● WRITTEN PROBLEM: Rescale the listing from the line containing "Each instance receives one keypoint. Annotate the short" through the end of the listing, inclusive, and write out every line, requests included. Multiply each coordinate in the answers by 1.85 and round it to a whole number, with halves rounded up.

● MATERIAL SHOWN:

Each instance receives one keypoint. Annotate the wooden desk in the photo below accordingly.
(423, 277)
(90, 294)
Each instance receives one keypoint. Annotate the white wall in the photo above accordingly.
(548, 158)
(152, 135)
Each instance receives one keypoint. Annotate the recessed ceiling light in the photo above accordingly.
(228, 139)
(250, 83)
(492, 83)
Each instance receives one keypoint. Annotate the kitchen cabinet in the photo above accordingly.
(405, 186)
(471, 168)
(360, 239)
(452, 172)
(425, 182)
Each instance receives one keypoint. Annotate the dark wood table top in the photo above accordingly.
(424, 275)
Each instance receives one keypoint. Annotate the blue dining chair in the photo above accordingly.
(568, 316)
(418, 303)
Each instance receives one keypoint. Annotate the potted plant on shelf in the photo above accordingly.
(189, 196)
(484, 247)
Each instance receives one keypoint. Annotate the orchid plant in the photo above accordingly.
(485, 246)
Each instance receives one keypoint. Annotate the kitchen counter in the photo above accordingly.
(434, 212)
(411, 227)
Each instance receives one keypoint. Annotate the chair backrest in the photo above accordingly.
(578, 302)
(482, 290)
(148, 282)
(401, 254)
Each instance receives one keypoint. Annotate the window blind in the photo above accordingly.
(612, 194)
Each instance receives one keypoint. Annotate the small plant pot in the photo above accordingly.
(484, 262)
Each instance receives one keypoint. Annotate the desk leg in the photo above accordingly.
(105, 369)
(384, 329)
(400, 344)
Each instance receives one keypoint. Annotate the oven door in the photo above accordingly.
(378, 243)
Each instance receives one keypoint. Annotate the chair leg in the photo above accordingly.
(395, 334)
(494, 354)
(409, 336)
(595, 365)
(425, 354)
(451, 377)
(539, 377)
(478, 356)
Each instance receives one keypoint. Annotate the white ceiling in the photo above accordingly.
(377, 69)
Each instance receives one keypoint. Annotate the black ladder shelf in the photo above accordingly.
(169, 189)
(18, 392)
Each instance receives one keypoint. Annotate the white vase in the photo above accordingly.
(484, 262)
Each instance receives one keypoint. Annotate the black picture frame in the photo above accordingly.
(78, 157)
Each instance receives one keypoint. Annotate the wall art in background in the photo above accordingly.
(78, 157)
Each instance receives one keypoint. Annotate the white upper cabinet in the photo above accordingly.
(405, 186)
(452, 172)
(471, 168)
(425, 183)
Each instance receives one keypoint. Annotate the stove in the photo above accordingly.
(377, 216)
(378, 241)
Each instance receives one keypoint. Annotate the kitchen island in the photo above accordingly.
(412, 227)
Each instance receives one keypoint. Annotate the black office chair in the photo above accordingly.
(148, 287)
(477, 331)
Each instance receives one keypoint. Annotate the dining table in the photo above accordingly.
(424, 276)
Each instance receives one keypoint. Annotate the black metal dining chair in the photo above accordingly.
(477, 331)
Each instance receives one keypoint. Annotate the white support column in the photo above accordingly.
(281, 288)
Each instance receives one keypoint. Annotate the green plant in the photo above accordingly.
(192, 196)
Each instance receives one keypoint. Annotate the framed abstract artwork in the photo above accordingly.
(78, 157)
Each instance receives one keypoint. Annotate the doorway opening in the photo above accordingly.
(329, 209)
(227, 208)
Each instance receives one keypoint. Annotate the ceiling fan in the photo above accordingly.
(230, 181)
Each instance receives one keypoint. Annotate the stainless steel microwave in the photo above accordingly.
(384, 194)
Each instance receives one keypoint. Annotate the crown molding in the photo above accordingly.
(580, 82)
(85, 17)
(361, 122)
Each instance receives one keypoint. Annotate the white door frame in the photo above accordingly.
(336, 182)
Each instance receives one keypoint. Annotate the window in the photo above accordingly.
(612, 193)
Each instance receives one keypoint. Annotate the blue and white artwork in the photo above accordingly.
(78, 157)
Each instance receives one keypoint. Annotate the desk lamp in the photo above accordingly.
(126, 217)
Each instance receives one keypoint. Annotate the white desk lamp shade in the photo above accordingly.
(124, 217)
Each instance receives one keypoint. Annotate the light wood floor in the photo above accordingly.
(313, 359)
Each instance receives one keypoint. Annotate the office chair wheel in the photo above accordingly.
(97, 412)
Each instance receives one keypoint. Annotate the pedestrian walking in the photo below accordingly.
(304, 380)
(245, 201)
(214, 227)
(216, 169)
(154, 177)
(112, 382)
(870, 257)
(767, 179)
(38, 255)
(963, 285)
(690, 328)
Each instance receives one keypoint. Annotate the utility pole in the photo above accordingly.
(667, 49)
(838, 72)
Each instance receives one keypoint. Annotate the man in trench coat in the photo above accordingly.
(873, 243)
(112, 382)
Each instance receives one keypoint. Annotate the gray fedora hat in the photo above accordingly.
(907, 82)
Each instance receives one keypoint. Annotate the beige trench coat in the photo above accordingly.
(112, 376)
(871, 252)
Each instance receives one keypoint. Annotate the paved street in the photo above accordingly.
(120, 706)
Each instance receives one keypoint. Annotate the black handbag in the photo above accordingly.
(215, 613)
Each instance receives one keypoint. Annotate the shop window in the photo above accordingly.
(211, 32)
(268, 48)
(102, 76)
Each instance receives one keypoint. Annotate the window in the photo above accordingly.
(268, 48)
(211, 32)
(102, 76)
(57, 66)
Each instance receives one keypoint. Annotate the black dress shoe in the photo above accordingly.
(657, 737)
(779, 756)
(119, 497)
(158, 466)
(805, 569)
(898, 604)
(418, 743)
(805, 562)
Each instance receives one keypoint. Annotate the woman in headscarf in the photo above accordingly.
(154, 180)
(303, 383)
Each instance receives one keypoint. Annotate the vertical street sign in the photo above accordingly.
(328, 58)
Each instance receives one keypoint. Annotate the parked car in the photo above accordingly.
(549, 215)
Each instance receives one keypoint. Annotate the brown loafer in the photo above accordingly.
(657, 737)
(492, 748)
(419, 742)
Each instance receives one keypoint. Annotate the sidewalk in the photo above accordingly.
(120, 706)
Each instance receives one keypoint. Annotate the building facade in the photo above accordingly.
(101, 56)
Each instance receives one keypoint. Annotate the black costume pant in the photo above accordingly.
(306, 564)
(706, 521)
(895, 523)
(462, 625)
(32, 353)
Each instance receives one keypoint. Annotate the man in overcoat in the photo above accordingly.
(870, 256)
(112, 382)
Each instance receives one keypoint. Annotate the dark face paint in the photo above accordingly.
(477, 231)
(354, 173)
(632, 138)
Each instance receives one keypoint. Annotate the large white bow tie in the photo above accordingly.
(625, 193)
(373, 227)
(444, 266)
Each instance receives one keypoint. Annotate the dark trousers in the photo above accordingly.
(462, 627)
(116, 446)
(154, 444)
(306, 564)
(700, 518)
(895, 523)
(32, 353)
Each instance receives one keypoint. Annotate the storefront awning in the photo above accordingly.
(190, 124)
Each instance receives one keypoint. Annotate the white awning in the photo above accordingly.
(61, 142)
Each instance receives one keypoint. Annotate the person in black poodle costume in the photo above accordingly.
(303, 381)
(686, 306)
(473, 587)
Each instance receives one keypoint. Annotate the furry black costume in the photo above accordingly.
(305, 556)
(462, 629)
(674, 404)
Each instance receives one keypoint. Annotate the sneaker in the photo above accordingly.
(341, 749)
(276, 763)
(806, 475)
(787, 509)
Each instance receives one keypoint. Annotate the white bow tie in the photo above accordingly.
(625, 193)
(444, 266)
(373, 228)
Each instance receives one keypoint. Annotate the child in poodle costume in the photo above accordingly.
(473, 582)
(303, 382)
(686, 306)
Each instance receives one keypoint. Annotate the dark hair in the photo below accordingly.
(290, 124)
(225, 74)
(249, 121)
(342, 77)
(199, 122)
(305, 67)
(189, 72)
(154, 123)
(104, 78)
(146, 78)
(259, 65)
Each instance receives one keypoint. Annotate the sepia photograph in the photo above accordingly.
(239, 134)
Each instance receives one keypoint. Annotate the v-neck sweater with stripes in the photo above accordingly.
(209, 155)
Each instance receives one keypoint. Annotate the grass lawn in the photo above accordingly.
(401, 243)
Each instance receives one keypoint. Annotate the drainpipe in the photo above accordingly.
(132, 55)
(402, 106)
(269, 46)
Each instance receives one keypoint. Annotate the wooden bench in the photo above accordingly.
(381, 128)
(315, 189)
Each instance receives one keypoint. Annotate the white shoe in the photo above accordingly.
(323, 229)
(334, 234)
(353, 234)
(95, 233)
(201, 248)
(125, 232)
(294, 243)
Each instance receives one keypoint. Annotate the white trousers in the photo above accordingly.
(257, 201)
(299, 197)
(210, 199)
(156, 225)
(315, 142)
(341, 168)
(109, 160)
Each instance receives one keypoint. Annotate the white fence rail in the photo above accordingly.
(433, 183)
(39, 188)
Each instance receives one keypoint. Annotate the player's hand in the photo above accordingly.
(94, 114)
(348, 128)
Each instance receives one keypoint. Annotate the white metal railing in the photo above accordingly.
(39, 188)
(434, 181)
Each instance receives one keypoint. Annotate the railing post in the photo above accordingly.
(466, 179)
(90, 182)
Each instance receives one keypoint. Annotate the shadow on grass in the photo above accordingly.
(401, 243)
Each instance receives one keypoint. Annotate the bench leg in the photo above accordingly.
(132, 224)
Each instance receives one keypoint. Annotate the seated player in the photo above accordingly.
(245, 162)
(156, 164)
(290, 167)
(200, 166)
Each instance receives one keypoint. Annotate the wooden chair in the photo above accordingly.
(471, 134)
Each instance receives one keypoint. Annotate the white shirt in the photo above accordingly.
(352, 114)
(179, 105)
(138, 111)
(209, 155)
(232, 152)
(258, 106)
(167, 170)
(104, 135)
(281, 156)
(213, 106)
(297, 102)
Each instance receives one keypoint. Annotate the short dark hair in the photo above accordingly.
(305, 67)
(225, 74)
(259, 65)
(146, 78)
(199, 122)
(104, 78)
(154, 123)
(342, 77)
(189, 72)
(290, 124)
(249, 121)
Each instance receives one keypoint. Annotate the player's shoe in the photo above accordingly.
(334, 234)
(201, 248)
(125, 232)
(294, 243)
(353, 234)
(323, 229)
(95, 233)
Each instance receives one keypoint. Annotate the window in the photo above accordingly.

● TASK RESPONSE:
Each instance receives one keypoint. Annotate the short dark hair in the photo above accordingly.
(564, 124)
(416, 137)
(479, 120)
(270, 144)
(368, 226)
(192, 144)
(285, 228)
(633, 142)
(350, 133)
(537, 229)
(461, 224)
Each instance receives one keypoint. Annotate the player's shoe in the photo above accordingly.
(618, 433)
(372, 459)
(231, 429)
(544, 450)
(653, 433)
(598, 424)
(176, 431)
Each instance receives one keypoint. Annotate the window in the photo above accordingly.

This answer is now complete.